- _PROBLEMS TO WORK ON_:
1. List every word or phrase that the colloquium page sets in single quotation marks.
2. Condense the colloquium page's paragraph that begins "The language we use to frame our relationship" into a short bulleted list that keeps its main points.
3. Please quote the passage of the colloquium page that opens with the words containing "The language we" and closes with "relationship with microbes.".

- _PAGE EXTRACT_:

BEYOND RESISTANCE 2019 Colloquium: Reimagining AMR: Beyond the Military Metaphor

The 2019 Beyond Resistance Colloquium was held at the Edinburgh Centre for Carbon Innovation on the 11th of January where researchers, practitioners and experts from over 25 disciplines gathered in response to the provocation:

The language we use to frame our relationship with microbes has profound effects. ‘Crises’ are imminent with the rise of microbial resistance; we face a looming ‘apocalypse’ as the antibiotics fail to work; we ‘fight’ disease, and structure public health campaigns around ‘military style’ campaigns. As we divide microbes into those that are friendly, and those ‘superbugs’ that are ‘enemies’ we barely think of the impact that this language has. Yet we as humans we are comprised of viruses, bacteria and fungi such that our bodies are inseparable from these. This way we understand human-microbe relations has had profound effects; but as the antibiotic era draws to an end, we now need new ways of reconceptualising our relationship with microbes.

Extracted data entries

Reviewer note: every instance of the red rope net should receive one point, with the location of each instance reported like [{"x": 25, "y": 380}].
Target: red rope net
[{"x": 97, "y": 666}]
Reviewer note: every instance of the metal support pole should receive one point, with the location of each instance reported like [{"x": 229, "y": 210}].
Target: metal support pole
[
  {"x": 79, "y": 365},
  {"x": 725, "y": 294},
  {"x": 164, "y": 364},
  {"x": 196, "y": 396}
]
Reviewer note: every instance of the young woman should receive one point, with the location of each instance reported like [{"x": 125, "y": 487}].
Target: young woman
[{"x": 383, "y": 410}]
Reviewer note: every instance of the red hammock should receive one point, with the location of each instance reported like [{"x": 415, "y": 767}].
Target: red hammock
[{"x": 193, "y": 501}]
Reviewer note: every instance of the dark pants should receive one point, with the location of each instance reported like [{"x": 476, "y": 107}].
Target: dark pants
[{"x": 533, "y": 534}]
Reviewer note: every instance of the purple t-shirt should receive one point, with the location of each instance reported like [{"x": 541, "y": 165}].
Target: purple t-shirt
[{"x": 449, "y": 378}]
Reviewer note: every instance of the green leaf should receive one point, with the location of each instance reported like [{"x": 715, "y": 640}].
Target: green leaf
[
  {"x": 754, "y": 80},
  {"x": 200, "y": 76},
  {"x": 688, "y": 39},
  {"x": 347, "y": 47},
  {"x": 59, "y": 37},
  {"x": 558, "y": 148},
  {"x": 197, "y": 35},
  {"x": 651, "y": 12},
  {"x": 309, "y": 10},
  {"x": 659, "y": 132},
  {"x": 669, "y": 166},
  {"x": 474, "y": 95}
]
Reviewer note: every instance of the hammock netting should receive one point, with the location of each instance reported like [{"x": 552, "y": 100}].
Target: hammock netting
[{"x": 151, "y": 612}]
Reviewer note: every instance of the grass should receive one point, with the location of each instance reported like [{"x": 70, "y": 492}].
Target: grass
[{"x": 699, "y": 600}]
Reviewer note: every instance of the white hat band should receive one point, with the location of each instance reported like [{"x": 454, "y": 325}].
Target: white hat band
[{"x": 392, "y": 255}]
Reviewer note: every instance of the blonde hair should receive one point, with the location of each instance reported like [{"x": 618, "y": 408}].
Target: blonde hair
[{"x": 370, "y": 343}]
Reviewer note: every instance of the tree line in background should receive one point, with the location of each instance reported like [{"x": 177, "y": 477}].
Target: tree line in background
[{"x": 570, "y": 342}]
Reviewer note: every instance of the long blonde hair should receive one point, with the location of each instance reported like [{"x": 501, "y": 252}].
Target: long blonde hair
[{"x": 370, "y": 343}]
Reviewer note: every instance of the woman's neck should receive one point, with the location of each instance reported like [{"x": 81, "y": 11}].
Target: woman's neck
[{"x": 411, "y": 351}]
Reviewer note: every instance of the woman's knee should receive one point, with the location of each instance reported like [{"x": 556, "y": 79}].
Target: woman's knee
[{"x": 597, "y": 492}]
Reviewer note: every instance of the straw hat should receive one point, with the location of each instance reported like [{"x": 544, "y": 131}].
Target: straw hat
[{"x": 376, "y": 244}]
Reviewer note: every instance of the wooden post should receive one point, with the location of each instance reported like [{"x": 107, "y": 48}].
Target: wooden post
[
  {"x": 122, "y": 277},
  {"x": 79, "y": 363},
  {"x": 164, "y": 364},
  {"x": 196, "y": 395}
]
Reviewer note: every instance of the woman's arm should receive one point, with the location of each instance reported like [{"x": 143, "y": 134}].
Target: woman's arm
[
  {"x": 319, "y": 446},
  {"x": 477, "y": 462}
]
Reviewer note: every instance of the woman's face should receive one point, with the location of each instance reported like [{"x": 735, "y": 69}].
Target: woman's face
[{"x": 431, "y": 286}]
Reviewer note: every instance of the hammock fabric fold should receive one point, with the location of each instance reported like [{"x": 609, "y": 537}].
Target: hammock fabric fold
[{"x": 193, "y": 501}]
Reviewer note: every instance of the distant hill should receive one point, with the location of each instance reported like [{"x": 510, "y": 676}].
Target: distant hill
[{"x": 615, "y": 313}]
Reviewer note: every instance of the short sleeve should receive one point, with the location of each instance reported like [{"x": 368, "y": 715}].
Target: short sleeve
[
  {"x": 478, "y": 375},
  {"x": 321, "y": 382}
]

- _RESULTS_:
1.
- ‘Crises’
- ‘apocalypse’
- ‘fight’
- ‘military style’
- ‘superbugs’
- ‘enemies’

2.
- The language used to frame our relationship with microbes has profound effects.
- Rising microbial resistance is framed with terms such as crises, apocalypse and fighting, and public health campaigns are built around military-style campaigns.
- Microbes are divided into friendly ones and "superbug" enemies, with little thought given to this language's impact.
- Human bodies are made up of viruses, bacteria and fungi and cannot be separated from them.
- As the antibiotic era ends, new ways of reconceptualizing our relationship with microbes are needed.

3.
The language we use to frame our relationship with microbes has profound effects. ‘Crises’ are imminent with the rise of microbial resistance; we face a looming ‘apocalypse’ as the antibiotics fail to work; we ‘fight’ disease, and structure public health campaigns around ‘military style’ campaigns. As we divide microbes into those that are friendly, and those ‘superbugs’ that are ‘enemies’ we barely think of the impact that this language has. Yet we as humans we are comprised of viruses, bacteria and fungi such that our bodies are inseparable from these. This way we understand human-microbe relations has had profound effects; but as the antibiotic era draws to an end, we now need new ways of reconceptualising our relationship with microbes.